Only the lines from the one containing "Can you find the hanging" through the end of the listing below are to be reproduced, exactly as they stand.
______________________________
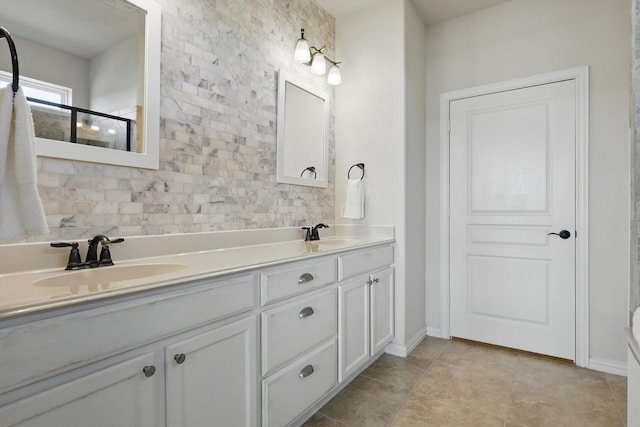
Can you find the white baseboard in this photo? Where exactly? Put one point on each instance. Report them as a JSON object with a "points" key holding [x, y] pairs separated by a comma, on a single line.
{"points": [[404, 350], [609, 366], [434, 332]]}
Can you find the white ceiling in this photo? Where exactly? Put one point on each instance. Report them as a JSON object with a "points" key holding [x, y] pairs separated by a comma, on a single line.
{"points": [[81, 27], [431, 11]]}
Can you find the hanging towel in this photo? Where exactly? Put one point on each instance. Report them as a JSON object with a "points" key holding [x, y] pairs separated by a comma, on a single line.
{"points": [[21, 209], [354, 201], [635, 324]]}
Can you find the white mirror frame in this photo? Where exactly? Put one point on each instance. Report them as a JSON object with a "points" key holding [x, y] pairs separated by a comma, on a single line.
{"points": [[322, 179], [149, 159]]}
______________________________
Your response
Can you find the hanging towel in this photo? Where exactly? Put one point on each instance. Report them as a JSON object with a "points" key holding [x, y] pairs separated by a comma, on a single line.
{"points": [[21, 209], [354, 201], [635, 324]]}
Can you find the white mirror frame in this photo? Where exactly? Put one point on each instance. Report them as a JSON object with a "points" key holding [x, y] pairs separated by a comma, on a single line.
{"points": [[322, 179], [149, 159]]}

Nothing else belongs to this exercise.